B. İstinaf Sebepleri
1.Davacı-karşı davalı erkek vekili istinaf başvuru dilekçesinde özetle; erkeğin kusurunun olmadığını, kadının davasının kabulü, kadın lehine hükmedilen tazminatlar, kusur tespiti ve reddedilen tazminat talepleri yönünden İlk Derece Mahkemesi kararının kaldırılarak talepleri doğrultusunda karar verilmesi istemi ile istinaf başvurusunda bulunmuştur.
2.Davalı-karşı davacı kadın vekili istinaf dilekçesinde özetle; kararın usul ve yasaya aykırı olduğunu, kusurunun olmadığını, kararın kusur tespiti, erkeğin davasının kabulü, kabul edilen tazminat miktarları ile reddedilen tedbir ve yoksulluk nafakası talepleri yönünden İlk Derece Mahkemesi kararının kaldırılarak talepleri doğrultusunda karar verilmesi istemi ile istinaf başvurusunda bulunmuştur.
C. Gerekçe ve Sonuç
Bölge Adliye Mahkemesinin yukarıda tarih ve sayısı belirtilen kararı ile Mahkemece her ne kadar kadının erkeğe karşı aşağılayıcı ve hakaret vari sözler söylediğini kabul edip bu durumu kadına kusur olarak yüklemiş ise de, tanık beyanından anlaşılacağı üzere kadının değil, annesinin erkeğe aşağılayıcı ve hakaret vari sözler söylediği, kadının annesi erkeği aşağıladığı ve hakaret vari sözler söylediğinden bu kusurun kadının kusurlarından çıkarılması gerektiği, ancak yine erkek ağır kusurlu olduğu, hükmedilen nafakanın kadının karşı dava dilekçesindeki talebini aşacak şekilde karar verilmesi doğru olmadığından re'sen hükmün düzeltilmesi gerektiği, tarafların boşanmaya neden olan olaylardaki kusur dereceleri, tespit edilen ekonomik ve sosyal durumları, paranın alım gücü ve beklenen menfaatlerin kapsamı birlikte değerlendirildiğinde maddî ve manevî tazminat miktarı az olduğu gerekçesi ile kadının kusur tespiti, maddî ve manevî tazminat miktarına yönelik istinaf başvuru talebinin kabulüne, kusura ilişkin gerekçenin düzeltilmesine, İlk Derece Mahkemesinin ilgili hükümlerinin kaldırılarak yerine yeniden esas hakkında hüküm kurmak suretiyle ortak çocuk lehine aylık 1.000,00 TL iştirak nafakasına, kadın yararına faizi ile birlikte 25.000,00 TL maddî ve 25.000,00 TL manevî tazminata; erkeğin tüm, kadının sair istinaf taleplerinin ise İlk Derece Mahkemesinin kararında herhangi bir isabetsizlik bulunmadığı anlaşıldığından ayrı ayrı esastan reddine karar verilmiştir.

Konum etiketleme veri kümesinden alıntılar
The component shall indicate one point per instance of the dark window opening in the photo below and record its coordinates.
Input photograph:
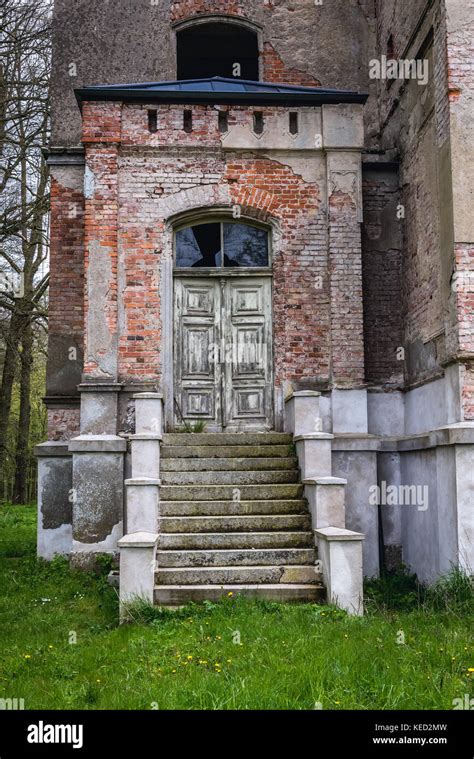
(152, 121)
(223, 121)
(217, 49)
(188, 121)
(293, 123)
(390, 48)
(258, 122)
(218, 245)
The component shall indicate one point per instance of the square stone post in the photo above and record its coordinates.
(340, 553)
(54, 535)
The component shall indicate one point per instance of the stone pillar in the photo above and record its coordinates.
(302, 414)
(143, 488)
(326, 499)
(343, 140)
(98, 475)
(54, 534)
(314, 455)
(137, 560)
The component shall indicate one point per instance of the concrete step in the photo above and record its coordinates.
(256, 523)
(232, 540)
(231, 464)
(230, 508)
(243, 557)
(266, 492)
(299, 575)
(227, 438)
(218, 451)
(273, 477)
(178, 595)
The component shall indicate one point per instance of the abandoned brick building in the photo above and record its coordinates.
(261, 345)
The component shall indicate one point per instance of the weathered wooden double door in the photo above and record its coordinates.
(223, 357)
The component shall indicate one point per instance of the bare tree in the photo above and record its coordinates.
(25, 54)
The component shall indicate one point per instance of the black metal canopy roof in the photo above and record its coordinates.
(218, 90)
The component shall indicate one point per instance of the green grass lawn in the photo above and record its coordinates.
(237, 654)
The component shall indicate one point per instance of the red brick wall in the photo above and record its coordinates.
(301, 284)
(382, 280)
(347, 322)
(275, 70)
(66, 313)
(182, 9)
(63, 424)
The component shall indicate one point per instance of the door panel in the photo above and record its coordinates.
(223, 352)
(196, 331)
(249, 375)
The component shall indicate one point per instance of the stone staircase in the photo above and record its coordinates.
(232, 519)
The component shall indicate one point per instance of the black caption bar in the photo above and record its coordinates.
(86, 733)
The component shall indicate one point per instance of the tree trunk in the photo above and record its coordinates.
(22, 458)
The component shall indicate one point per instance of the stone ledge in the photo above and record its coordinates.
(313, 436)
(302, 394)
(147, 396)
(142, 481)
(145, 436)
(97, 444)
(100, 387)
(52, 448)
(138, 540)
(324, 481)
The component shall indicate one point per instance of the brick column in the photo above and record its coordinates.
(345, 267)
(101, 137)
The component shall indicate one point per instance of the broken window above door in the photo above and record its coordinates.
(221, 244)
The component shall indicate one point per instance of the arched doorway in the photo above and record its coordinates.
(223, 354)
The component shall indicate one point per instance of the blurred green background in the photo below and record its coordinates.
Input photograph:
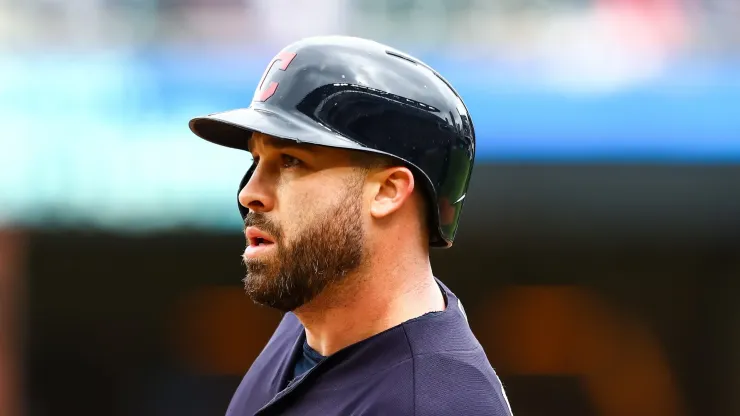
(598, 252)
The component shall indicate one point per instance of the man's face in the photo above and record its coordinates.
(304, 228)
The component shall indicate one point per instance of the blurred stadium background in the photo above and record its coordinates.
(599, 251)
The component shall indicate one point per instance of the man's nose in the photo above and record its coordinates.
(256, 194)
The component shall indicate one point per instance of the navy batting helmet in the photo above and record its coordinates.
(358, 94)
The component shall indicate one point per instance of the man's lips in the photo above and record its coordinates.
(259, 242)
(257, 237)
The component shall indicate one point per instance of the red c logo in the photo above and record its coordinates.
(285, 58)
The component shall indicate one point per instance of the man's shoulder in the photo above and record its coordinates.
(458, 382)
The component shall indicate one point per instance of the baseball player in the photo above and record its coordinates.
(362, 157)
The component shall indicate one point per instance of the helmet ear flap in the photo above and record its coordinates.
(242, 209)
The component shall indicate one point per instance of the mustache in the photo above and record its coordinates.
(255, 219)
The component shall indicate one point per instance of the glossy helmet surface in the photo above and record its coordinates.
(358, 94)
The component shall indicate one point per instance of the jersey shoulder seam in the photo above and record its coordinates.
(413, 369)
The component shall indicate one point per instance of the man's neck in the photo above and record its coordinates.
(368, 303)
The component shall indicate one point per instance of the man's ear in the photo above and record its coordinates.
(394, 186)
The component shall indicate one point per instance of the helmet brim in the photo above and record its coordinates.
(234, 128)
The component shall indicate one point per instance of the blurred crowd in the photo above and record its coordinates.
(505, 27)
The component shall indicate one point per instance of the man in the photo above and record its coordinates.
(362, 158)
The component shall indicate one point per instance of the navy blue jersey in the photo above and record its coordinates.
(430, 365)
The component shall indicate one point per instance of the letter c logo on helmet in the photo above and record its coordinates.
(262, 94)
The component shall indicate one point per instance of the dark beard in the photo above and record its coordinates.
(321, 255)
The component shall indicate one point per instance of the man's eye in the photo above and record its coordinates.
(290, 161)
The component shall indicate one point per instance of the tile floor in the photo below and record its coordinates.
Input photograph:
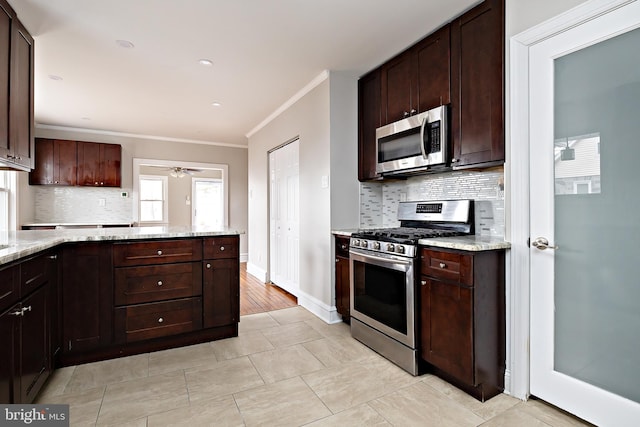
(286, 368)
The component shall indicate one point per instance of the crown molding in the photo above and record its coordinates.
(295, 98)
(137, 136)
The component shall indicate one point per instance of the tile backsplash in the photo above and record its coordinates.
(379, 200)
(82, 205)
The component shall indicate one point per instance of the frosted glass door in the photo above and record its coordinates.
(585, 219)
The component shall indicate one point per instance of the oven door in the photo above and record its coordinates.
(382, 293)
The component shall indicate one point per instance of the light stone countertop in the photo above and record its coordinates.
(20, 244)
(463, 243)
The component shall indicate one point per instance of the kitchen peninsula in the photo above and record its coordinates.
(79, 295)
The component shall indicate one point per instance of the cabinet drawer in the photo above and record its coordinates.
(134, 285)
(8, 287)
(221, 247)
(33, 273)
(342, 246)
(156, 252)
(448, 265)
(159, 319)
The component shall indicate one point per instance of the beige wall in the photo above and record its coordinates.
(328, 148)
(235, 158)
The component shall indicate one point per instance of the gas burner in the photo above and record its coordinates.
(418, 220)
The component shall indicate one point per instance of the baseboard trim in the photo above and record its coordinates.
(325, 312)
(257, 272)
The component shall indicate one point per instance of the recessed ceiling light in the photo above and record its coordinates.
(124, 43)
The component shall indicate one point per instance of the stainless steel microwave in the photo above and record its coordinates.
(414, 144)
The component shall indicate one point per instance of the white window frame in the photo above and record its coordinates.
(578, 183)
(138, 162)
(8, 189)
(165, 194)
(193, 197)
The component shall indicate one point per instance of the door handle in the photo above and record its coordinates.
(542, 243)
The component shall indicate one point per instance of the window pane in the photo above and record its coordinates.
(151, 210)
(150, 189)
(208, 203)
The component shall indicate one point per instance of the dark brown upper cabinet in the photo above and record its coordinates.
(99, 164)
(417, 79)
(461, 64)
(477, 86)
(16, 92)
(368, 122)
(55, 163)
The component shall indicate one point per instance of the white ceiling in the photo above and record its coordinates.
(264, 52)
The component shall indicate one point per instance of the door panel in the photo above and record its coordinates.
(284, 213)
(585, 302)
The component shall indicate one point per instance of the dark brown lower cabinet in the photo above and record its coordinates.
(462, 325)
(130, 297)
(159, 319)
(220, 292)
(26, 330)
(34, 344)
(9, 343)
(87, 297)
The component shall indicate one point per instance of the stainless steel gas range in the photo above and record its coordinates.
(384, 270)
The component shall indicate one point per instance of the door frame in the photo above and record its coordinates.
(518, 178)
(269, 275)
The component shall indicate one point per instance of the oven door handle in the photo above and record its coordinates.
(381, 260)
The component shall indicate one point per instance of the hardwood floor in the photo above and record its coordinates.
(258, 297)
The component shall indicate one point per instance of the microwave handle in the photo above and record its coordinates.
(422, 147)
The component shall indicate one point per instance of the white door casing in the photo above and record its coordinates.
(284, 217)
(531, 174)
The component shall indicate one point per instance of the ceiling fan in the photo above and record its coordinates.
(179, 172)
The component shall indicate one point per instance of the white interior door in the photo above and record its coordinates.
(584, 151)
(284, 217)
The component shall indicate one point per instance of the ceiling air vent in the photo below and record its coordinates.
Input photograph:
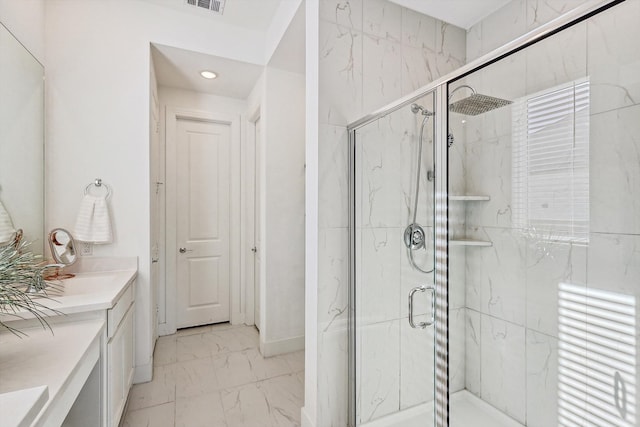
(215, 6)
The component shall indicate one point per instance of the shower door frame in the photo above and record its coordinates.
(440, 89)
(441, 242)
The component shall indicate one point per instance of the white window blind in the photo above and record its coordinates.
(551, 163)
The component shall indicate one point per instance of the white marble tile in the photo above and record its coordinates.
(417, 373)
(378, 291)
(472, 352)
(165, 351)
(333, 289)
(565, 58)
(489, 165)
(614, 264)
(379, 370)
(503, 366)
(295, 361)
(542, 380)
(333, 199)
(275, 402)
(266, 367)
(381, 195)
(613, 60)
(340, 74)
(418, 30)
(451, 41)
(156, 416)
(195, 377)
(457, 344)
(474, 42)
(473, 276)
(504, 25)
(161, 389)
(503, 279)
(333, 377)
(614, 171)
(234, 369)
(457, 276)
(419, 68)
(381, 74)
(540, 12)
(204, 410)
(190, 347)
(347, 13)
(382, 18)
(549, 264)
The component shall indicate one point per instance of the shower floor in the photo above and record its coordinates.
(466, 410)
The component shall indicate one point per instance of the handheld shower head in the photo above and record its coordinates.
(415, 109)
(476, 103)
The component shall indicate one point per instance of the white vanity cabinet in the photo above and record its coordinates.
(120, 345)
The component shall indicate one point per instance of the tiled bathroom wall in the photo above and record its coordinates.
(542, 330)
(372, 52)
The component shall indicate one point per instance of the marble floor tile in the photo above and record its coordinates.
(156, 416)
(215, 376)
(165, 351)
(162, 389)
(200, 411)
(195, 377)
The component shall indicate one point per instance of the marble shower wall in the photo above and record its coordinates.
(372, 52)
(514, 318)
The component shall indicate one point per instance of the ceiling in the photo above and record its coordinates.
(462, 13)
(179, 68)
(251, 14)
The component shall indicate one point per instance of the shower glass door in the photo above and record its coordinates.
(392, 364)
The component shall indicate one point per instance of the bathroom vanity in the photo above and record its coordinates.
(80, 374)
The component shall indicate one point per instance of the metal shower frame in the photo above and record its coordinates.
(440, 89)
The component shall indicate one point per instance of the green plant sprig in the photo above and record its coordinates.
(21, 273)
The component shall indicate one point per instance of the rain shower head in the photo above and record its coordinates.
(476, 103)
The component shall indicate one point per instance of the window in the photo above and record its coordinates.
(551, 163)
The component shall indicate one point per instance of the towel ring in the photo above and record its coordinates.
(97, 183)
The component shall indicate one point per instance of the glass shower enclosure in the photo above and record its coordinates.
(495, 249)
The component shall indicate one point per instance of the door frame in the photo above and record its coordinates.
(172, 115)
(250, 237)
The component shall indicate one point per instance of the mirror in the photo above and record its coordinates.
(22, 139)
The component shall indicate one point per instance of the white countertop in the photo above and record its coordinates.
(61, 362)
(84, 292)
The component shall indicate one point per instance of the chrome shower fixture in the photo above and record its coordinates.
(415, 109)
(476, 103)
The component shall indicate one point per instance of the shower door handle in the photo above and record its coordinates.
(412, 293)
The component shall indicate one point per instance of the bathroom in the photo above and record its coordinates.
(360, 57)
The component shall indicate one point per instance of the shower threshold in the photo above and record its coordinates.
(466, 410)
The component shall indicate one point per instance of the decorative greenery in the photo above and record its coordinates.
(21, 284)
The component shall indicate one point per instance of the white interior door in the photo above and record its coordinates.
(203, 206)
(257, 245)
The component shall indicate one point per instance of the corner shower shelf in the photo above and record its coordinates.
(470, 198)
(470, 242)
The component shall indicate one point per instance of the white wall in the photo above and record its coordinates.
(97, 60)
(25, 19)
(283, 121)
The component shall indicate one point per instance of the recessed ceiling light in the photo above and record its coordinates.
(208, 74)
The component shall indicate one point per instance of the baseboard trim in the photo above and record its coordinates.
(306, 420)
(143, 373)
(288, 345)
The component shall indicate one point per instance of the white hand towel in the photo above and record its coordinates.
(7, 230)
(93, 223)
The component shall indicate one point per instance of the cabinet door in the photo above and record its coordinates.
(120, 360)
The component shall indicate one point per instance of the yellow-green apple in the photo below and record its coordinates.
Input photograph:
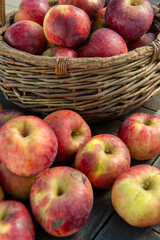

**Ne İsteniyor:** Belgeye göre tanık beyanından, erkeğe aşağılayıcı ve hakaret vari sözleri kimin söylediği anlaşılmıştır? Satırlar, belgeden ayrı ve bağımsız bir malzemedir.

**Çözüm:** Kadının annesi.